PROMPT A: Write out the following tennis tower text in full, word for word.

--- start TEXT ---

The form of the building is a simple derivative of the cuboidal volumes formed by its courts stacked on top of each other in sandwich structure. Each of the volumes contains a standalone tennis court. As the volumes twist and turn orthogonally, it leads to the formation of sizeable terraces that can prove to be spaces for fans to gather and interact. While the faces of the cuboid comprising the shorter edge on each side are completely glazed to enable panoramic views from the inside and a peek into the match happening from the outside, the faces along the longer edges incorporate state-of-the-art electronic arcades that can be used to stream sports and other digital content. The tower’s concept and design is then intended to engage not just the players on the court, but also those in the vicinity to view the action live through its display glazing, or through its wide digital screens. Playing at roughly 90 meters from the ground may very well be the play of a lifetime for the sportsperson too.
The design of this 90-meter tall building comprising over 5500 sqm of playing space is made possible by an innovative construction technology based on a lightweight stainless-steel sandwich structure developed by Broad Sustainable Building (BSB). Using BSB’s B-Core slab structure, a structural solution that is inspired by the outer shell of a spacecraft, enables the cuboidal volumes to be stacked while being considerably offset from the volume below it, leading to impressive cantilevers and terraces. When the tower begins construction, with an estimated completion timeline till around 2025, the employment of this technology can help it achieve record construction times with its prefab assembly, as it has in the past for several projects.
“This project would not just create a new icon for sports lovers,” states architect and engineer Carlo Ratti, founder of CRA, on the very modular nature of this building. “It also experiments with a new type of public space, extending vertically instead of horizontally. The tower is easy to install and dismantle and can be easily moved. This flexible approach fits the circular nature of today’s sports competitions, which move from location to location throughout the year.”

--- end TEXT ---
--- start RECORDS SHOWN ---

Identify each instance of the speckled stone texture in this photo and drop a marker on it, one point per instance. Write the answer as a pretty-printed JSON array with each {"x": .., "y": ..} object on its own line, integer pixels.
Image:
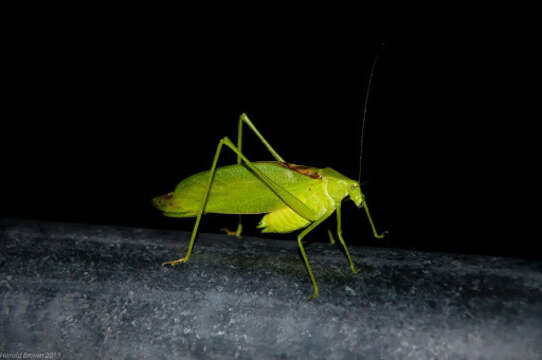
[{"x": 88, "y": 291}]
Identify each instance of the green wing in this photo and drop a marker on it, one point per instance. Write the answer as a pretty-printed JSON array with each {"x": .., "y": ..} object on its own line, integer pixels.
[{"x": 236, "y": 190}]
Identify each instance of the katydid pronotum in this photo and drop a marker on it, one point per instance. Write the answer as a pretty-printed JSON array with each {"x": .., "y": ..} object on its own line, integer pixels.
[{"x": 293, "y": 197}]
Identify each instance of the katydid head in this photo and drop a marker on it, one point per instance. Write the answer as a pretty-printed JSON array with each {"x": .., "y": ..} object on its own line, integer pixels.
[
  {"x": 354, "y": 191},
  {"x": 164, "y": 202}
]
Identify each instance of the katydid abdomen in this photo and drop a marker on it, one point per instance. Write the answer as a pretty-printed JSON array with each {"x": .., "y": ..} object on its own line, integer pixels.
[{"x": 236, "y": 190}]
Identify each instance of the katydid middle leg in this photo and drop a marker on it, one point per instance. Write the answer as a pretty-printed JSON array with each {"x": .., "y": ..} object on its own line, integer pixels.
[
  {"x": 244, "y": 119},
  {"x": 340, "y": 235}
]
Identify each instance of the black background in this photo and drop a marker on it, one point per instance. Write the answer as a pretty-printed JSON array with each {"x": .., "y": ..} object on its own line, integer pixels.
[{"x": 106, "y": 109}]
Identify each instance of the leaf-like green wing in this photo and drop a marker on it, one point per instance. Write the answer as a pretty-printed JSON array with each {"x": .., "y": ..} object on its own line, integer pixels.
[{"x": 236, "y": 190}]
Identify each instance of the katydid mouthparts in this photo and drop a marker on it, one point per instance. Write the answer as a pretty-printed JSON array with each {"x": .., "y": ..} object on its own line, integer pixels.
[{"x": 292, "y": 197}]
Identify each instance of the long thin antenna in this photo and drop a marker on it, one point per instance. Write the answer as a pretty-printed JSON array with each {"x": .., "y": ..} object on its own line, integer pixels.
[{"x": 364, "y": 118}]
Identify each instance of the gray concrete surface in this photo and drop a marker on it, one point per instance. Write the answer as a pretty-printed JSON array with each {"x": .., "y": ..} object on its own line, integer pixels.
[{"x": 86, "y": 291}]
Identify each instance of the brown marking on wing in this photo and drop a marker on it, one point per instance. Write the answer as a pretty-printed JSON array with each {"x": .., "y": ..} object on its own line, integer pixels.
[{"x": 302, "y": 169}]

--- end RECORDS SHOWN ---

PROMPT B: Recast the records, from the line containing "Identify each instance of the leaf-like" through the end of the records, as a two-column CSV with the columns text and answer. Give one row per record, put each field in double quotes, and replace line breaks with spaces.

ANSWER A:
The form of the building is a simple derivative of the cuboidal volumes formed by its courts stacked on top of each other in sandwich structure. Each of the volumes contains a standalone tennis court. As the volumes twist and turn orthogonally, it leads to the formation of sizeable terraces that can prove to be spaces for fans to gather and interact. While the faces of the cuboid comprising the shorter edge on each side are completely glazed to enable panoramic views from the inside and a peek into the match happening from the outside, the faces along the longer edges incorporate state-of-the-art electronic arcades that can be used to stream sports and other digital content. The tower’s concept and design is then intended to engage not just the players on the court, but also those in the vicinity to view the action live through its display glazing, or through its wide digital screens. Playing at roughly 90 meters from the ground may very well be the play of a lifetime for the sportsperson too.
The design of this 90-meter tall building comprising over 5500 sqm of playing space is made possible by an innovative construction technology based on a lightweight stainless-steel sandwich structure developed by Broad Sustainable Building (BSB). Using BSB’s B-Core slab structure, a structural solution that is inspired by the outer shell of a spacecraft, enables the cuboidal volumes to be stacked while being considerably offset from the volume below it, leading to impressive cantilevers and terraces. When the tower begins construction, with an estimated completion timeline till around 2025, the employment of this technology can help it achieve record construction times with its prefab assembly, as it has in the past for several projects.
“This project would not just create a new icon for sports lovers,” states architect and engineer Carlo Ratti, founder of CRA, on the very modular nature of this building. “It also experiments with a new type of public space, extending vertically instead of horizontally. The tower is easy to install and dismantle and can be easily moved. This flexible approach fits the circular nature of today’s sports competitions, which move from location to location throughout the year.”

ANSWER B:
text,answer
"Identify each instance of the leaf-like green wing in this photo and drop a marker on it, one point per instance. Write the answer as a pretty-printed JSON array with each {""x"": .., ""y"": ..} object on its own line, integer pixels.","[{""x"": 236, ""y"": 190}]"
"Identify each instance of the katydid mouthparts in this photo and drop a marker on it, one point per instance. Write the answer as a pretty-printed JSON array with each {""x"": .., ""y"": ..} object on its own line, integer pixels.","[{""x"": 292, ""y"": 197}]"
"Identify each instance of the long thin antenna in this photo and drop a marker on it, one point per instance. Write the answer as a pretty-printed JSON array with each {""x"": .., ""y"": ..} object on its own line, integer pixels.","[{""x"": 364, ""y"": 118}]"
"Identify each instance of the gray concrete surface in this photo and drop a marker on it, one point per instance. Write the answer as a pretty-printed JSON array with each {""x"": .., ""y"": ..} object on its own line, integer pixels.","[{""x"": 86, ""y"": 291}]"
"Identify each instance of the brown marking on wing in this photo and drop a marker on it, one point per instance. Write the answer as a pretty-printed JSON array with each {""x"": .., ""y"": ..} object on its own line, integer pixels.","[{""x"": 302, ""y"": 169}]"